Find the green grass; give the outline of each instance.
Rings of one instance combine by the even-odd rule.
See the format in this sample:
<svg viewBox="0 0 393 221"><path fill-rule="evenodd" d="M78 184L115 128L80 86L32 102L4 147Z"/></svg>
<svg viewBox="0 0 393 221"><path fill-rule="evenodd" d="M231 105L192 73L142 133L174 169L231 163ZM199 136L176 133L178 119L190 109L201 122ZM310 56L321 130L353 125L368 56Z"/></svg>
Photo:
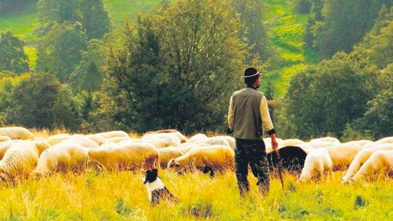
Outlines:
<svg viewBox="0 0 393 221"><path fill-rule="evenodd" d="M264 19L271 24L269 34L278 57L267 68L261 89L265 90L267 82L271 82L277 97L285 93L293 75L319 58L317 53L307 49L303 43L310 15L297 14L288 0L264 1L267 6Z"/></svg>
<svg viewBox="0 0 393 221"><path fill-rule="evenodd" d="M284 191L271 180L267 196L252 191L241 198L234 172L214 179L200 172L181 176L168 170L161 179L180 200L152 207L141 172L57 174L0 187L0 220L392 220L393 181L341 185L342 172L316 183L300 184L285 174Z"/></svg>

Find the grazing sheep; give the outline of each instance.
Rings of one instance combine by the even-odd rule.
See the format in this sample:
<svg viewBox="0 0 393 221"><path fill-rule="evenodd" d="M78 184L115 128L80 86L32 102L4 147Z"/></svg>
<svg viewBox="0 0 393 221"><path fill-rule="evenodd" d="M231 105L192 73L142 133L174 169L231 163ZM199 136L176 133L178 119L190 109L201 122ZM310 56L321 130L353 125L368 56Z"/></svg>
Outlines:
<svg viewBox="0 0 393 221"><path fill-rule="evenodd" d="M203 134L197 134L191 137L187 141L188 143L198 143L207 139L207 137Z"/></svg>
<svg viewBox="0 0 393 221"><path fill-rule="evenodd" d="M180 139L181 143L184 143L187 142L187 138L184 135L182 134L182 133L181 133L179 131L173 129L162 130L161 131L147 132L146 134L145 134L144 135L143 135L143 137L145 137L145 136L148 136L148 135L152 135L152 134L159 134L160 135L159 137L162 136L164 136L165 137L165 134L174 135Z"/></svg>
<svg viewBox="0 0 393 221"><path fill-rule="evenodd" d="M38 150L29 141L16 142L8 149L0 161L0 179L15 181L26 178L37 166Z"/></svg>
<svg viewBox="0 0 393 221"><path fill-rule="evenodd" d="M90 160L102 165L108 171L149 168L155 161L160 162L158 150L145 142L117 145L107 148L89 149Z"/></svg>
<svg viewBox="0 0 393 221"><path fill-rule="evenodd" d="M88 156L83 146L72 143L59 143L42 153L37 166L33 170L36 175L58 172L86 171Z"/></svg>
<svg viewBox="0 0 393 221"><path fill-rule="evenodd" d="M322 176L324 173L332 170L333 165L328 150L324 148L312 149L306 158L299 181L305 182Z"/></svg>
<svg viewBox="0 0 393 221"><path fill-rule="evenodd" d="M53 135L46 138L46 141L50 144L53 146L61 142L62 141L71 138L71 135L68 134L61 134L56 135Z"/></svg>
<svg viewBox="0 0 393 221"><path fill-rule="evenodd" d="M96 135L100 136L105 139L115 138L116 137L124 137L126 138L130 137L130 136L128 135L128 134L122 131L109 131L108 132L100 133L98 134L96 134Z"/></svg>
<svg viewBox="0 0 393 221"><path fill-rule="evenodd" d="M337 143L340 143L340 141L338 139L335 138L331 138L330 137L325 137L324 138L317 138L316 139L312 139L310 140L310 143L318 142L335 142Z"/></svg>
<svg viewBox="0 0 393 221"><path fill-rule="evenodd" d="M0 136L6 136L12 139L34 139L34 136L31 132L20 127L2 127L0 128Z"/></svg>
<svg viewBox="0 0 393 221"><path fill-rule="evenodd" d="M281 166L284 169L295 173L300 173L304 167L304 163L307 154L300 147L285 146L279 149L279 154L281 159ZM275 151L267 154L267 160L272 170L277 167L278 160Z"/></svg>
<svg viewBox="0 0 393 221"><path fill-rule="evenodd" d="M375 141L375 145L383 144L384 143L393 143L393 137L390 137L389 138L383 138L380 140Z"/></svg>
<svg viewBox="0 0 393 221"><path fill-rule="evenodd" d="M11 140L11 139L8 136L0 136L0 142Z"/></svg>
<svg viewBox="0 0 393 221"><path fill-rule="evenodd" d="M284 139L280 143L280 147L297 146L298 144L304 143L304 141L299 139Z"/></svg>
<svg viewBox="0 0 393 221"><path fill-rule="evenodd" d="M339 142L336 141L315 141L308 143L309 145L314 148L324 148L329 146L335 146L340 144Z"/></svg>
<svg viewBox="0 0 393 221"><path fill-rule="evenodd" d="M132 140L130 137L115 137L112 138L109 138L106 139L106 142L113 142L115 143L119 143L121 141L128 141L128 140Z"/></svg>
<svg viewBox="0 0 393 221"><path fill-rule="evenodd" d="M178 141L171 138L142 138L142 140L146 143L151 143L157 148L163 148L169 146L176 147L180 144Z"/></svg>
<svg viewBox="0 0 393 221"><path fill-rule="evenodd" d="M206 166L213 171L222 171L234 168L234 152L226 146L197 147L182 156L171 160L168 163L168 167L173 168L177 172L193 168L203 170Z"/></svg>
<svg viewBox="0 0 393 221"><path fill-rule="evenodd" d="M78 143L86 148L98 148L100 147L96 142L84 137L71 138L59 142L58 144L69 143Z"/></svg>
<svg viewBox="0 0 393 221"><path fill-rule="evenodd" d="M356 173L359 171L362 165L368 159L373 153L378 150L389 150L393 149L393 143L385 143L377 145L372 147L365 148L356 155L355 158L349 165L345 175L341 178L341 183L344 183L348 181Z"/></svg>
<svg viewBox="0 0 393 221"><path fill-rule="evenodd" d="M363 147L355 143L341 143L327 147L333 163L333 169L339 170L346 169Z"/></svg>
<svg viewBox="0 0 393 221"><path fill-rule="evenodd" d="M52 147L51 144L45 140L33 140L33 143L35 145L37 149L38 150L38 156L41 156L43 152L47 149Z"/></svg>
<svg viewBox="0 0 393 221"><path fill-rule="evenodd" d="M98 144L99 145L101 145L103 143L106 142L105 138L104 138L103 137L100 135L98 135L96 134L89 134L88 135L85 135L85 136L86 138L88 138L89 139L97 143L97 144Z"/></svg>
<svg viewBox="0 0 393 221"><path fill-rule="evenodd" d="M166 147L158 149L160 154L160 165L161 168L167 168L169 161L183 155L182 152L177 147Z"/></svg>
<svg viewBox="0 0 393 221"><path fill-rule="evenodd" d="M349 182L352 183L367 175L391 174L393 168L393 150L378 150L370 156Z"/></svg>

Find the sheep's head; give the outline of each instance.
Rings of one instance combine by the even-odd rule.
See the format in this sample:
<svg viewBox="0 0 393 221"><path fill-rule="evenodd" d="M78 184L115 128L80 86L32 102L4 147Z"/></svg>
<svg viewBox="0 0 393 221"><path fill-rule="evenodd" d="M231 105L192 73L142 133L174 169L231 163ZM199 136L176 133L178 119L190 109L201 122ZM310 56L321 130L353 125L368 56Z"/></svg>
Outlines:
<svg viewBox="0 0 393 221"><path fill-rule="evenodd" d="M169 169L174 169L176 172L180 172L183 170L183 167L180 164L176 161L176 160L172 159L168 162L168 167Z"/></svg>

==*==

Task: Update the lines starting with the very first one and going on through the line with "191L271 180L267 196L252" by replacing "green grass" with "tall grass", leaving everything else unchanged. Omit the pictures from your answer.

Response to the task:
Find the tall grass; give the outline of each instance.
Rings of one instance combine by the even-odd rule.
See the format in this sample:
<svg viewBox="0 0 393 221"><path fill-rule="evenodd" d="M78 184L115 128L80 86L32 102L4 147Z"/></svg>
<svg viewBox="0 0 393 221"><path fill-rule="evenodd" d="M231 105L192 73L142 133L174 169L231 163ZM199 136L176 133L178 119L190 109L201 122ZM310 56L321 130L353 125L368 56Z"/></svg>
Photo:
Outlines:
<svg viewBox="0 0 393 221"><path fill-rule="evenodd" d="M264 19L271 24L269 34L278 57L267 68L261 89L265 90L267 82L271 82L277 97L285 93L293 75L319 58L317 53L307 49L303 43L310 15L297 14L288 0L264 1L267 6Z"/></svg>
<svg viewBox="0 0 393 221"><path fill-rule="evenodd" d="M284 191L271 180L267 196L252 191L241 198L234 172L214 179L200 172L181 176L168 170L161 179L180 200L152 207L141 172L57 174L0 187L0 220L392 220L393 181L341 185L342 172L316 183L300 184L285 174Z"/></svg>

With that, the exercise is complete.